Data to use Start Marker

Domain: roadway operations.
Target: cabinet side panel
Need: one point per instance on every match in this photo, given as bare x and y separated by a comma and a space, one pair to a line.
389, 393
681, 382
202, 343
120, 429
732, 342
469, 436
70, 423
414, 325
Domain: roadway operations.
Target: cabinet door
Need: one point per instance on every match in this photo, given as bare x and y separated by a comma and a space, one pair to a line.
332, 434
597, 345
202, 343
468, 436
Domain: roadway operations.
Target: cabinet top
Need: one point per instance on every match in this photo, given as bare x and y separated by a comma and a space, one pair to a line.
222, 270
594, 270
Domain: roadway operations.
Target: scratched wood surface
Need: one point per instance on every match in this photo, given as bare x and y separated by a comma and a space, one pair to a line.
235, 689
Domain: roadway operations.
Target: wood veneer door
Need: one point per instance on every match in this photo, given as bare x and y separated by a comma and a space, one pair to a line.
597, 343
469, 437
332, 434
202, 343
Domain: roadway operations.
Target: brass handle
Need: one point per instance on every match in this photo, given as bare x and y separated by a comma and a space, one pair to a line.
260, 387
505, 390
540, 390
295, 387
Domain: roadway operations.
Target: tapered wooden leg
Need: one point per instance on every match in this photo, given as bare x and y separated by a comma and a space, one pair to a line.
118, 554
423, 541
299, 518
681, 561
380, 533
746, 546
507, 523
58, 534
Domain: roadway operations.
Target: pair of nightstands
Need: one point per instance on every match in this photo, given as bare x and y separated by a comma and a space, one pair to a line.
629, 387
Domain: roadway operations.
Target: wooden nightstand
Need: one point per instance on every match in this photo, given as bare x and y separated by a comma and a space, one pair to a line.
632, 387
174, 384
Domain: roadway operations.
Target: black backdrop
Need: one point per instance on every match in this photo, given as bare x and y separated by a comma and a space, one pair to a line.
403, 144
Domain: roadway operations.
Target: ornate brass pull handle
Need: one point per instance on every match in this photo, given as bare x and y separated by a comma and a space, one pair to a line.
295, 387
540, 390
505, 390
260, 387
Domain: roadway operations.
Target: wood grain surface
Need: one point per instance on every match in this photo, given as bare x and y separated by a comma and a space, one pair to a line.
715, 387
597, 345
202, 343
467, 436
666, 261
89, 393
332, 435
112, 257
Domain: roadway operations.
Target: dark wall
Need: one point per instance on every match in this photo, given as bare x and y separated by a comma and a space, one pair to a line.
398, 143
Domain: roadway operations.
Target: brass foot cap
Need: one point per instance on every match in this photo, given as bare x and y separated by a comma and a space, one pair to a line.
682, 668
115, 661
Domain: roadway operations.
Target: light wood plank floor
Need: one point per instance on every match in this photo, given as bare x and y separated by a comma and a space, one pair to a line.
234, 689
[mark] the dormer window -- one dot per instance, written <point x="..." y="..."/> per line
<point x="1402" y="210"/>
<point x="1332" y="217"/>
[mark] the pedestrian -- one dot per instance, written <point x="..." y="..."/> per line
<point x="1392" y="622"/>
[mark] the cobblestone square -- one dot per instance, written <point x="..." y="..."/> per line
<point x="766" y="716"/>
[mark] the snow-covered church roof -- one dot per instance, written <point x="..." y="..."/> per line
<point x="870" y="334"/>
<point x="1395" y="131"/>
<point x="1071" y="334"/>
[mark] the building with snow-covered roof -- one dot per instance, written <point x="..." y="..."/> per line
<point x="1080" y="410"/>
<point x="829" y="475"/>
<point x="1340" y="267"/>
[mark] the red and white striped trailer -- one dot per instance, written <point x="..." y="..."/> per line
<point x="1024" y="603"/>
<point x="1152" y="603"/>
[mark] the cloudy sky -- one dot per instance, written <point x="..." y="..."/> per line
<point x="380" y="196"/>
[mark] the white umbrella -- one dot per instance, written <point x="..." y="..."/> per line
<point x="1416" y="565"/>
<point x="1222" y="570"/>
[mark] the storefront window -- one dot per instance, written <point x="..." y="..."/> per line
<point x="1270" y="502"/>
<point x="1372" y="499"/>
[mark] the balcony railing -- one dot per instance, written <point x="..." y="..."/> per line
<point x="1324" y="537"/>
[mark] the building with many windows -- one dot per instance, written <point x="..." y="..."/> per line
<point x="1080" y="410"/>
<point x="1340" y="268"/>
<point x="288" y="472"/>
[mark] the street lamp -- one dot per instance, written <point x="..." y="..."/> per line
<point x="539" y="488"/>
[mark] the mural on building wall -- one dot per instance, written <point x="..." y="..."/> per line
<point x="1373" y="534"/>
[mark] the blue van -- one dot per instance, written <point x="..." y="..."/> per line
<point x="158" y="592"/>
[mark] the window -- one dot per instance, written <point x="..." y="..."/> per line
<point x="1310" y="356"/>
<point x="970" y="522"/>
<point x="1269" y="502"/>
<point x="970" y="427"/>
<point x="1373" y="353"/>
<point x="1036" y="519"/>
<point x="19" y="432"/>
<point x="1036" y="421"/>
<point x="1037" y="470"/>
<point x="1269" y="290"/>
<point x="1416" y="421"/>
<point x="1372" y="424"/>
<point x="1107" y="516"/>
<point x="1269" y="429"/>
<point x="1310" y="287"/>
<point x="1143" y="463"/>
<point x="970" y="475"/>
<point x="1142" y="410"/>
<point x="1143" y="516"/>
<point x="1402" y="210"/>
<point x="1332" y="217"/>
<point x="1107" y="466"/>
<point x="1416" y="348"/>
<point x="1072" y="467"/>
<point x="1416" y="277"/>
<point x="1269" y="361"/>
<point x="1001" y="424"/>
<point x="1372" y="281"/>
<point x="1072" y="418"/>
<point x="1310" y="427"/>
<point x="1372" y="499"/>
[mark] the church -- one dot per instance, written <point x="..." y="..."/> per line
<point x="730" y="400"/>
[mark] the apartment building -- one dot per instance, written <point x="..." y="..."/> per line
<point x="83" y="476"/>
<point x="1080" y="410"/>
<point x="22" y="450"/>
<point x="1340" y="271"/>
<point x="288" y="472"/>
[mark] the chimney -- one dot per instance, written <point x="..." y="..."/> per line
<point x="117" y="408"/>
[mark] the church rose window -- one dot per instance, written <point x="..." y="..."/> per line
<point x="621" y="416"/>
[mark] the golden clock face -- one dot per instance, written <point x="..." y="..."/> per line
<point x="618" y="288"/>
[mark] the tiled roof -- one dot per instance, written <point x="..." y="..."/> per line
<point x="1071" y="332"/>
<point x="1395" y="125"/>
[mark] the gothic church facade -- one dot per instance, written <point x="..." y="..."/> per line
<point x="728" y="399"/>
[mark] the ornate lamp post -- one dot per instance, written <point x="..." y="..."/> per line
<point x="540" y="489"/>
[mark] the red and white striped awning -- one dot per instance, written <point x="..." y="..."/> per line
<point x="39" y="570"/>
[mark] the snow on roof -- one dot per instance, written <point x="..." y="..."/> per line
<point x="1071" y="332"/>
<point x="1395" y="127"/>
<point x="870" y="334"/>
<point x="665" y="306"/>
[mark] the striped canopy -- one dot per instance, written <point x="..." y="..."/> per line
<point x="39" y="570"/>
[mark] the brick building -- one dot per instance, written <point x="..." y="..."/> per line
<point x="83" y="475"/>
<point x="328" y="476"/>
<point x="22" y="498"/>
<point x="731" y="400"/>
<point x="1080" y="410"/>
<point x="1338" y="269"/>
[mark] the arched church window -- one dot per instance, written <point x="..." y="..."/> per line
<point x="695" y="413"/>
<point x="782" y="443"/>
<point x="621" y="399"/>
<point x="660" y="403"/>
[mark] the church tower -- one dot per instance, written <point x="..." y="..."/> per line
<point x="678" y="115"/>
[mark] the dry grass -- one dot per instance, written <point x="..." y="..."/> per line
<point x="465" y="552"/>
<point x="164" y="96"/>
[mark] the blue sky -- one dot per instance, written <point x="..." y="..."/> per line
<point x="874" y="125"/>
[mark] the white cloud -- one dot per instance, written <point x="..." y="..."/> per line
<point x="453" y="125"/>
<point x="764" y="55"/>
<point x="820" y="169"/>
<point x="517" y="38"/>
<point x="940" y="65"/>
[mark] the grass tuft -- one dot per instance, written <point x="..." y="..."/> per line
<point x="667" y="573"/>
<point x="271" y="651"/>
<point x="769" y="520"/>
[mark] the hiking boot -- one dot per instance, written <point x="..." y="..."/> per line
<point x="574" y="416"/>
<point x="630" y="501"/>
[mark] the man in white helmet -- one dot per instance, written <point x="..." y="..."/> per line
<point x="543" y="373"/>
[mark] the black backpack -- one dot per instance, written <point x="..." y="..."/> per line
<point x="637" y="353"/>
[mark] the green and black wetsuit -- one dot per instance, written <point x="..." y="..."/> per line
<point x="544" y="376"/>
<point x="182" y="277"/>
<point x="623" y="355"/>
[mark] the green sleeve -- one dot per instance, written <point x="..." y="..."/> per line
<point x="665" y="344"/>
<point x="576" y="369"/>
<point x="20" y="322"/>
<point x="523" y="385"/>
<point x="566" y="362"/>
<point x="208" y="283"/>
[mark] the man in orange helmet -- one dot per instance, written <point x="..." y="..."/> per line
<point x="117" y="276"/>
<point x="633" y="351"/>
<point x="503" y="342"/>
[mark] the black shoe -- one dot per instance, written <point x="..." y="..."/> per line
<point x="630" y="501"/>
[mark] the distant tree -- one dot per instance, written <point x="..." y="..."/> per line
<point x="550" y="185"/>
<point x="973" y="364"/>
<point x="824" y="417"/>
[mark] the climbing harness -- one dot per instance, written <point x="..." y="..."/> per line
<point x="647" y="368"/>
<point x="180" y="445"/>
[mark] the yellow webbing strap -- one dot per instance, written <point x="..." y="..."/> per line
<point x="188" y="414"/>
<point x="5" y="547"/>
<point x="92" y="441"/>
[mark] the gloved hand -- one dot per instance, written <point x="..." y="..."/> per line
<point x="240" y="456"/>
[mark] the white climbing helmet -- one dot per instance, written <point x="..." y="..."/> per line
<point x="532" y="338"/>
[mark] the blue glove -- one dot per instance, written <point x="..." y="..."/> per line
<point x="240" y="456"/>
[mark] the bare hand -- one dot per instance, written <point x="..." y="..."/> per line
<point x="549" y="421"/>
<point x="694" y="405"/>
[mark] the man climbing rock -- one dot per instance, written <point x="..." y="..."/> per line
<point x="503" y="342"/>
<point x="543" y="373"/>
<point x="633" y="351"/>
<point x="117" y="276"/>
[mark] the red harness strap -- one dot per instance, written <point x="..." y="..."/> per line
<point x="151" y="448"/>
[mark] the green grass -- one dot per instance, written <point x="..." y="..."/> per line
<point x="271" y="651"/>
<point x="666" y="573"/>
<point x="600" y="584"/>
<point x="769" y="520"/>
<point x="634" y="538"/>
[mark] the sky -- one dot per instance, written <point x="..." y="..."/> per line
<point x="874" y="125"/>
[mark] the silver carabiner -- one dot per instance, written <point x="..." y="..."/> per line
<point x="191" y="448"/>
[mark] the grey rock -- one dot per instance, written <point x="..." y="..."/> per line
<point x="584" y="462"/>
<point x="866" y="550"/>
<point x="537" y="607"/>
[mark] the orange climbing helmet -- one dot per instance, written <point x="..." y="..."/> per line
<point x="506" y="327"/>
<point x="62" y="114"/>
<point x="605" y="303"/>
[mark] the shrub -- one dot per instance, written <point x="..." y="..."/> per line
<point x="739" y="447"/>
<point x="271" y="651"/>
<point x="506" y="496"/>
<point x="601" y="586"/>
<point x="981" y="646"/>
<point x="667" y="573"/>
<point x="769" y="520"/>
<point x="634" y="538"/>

Data to use End Marker

## What to do
All lines above that include the word "surface" must be copied into the answer.

## Reply
Target: scratched wood surface
Target: wood grain surface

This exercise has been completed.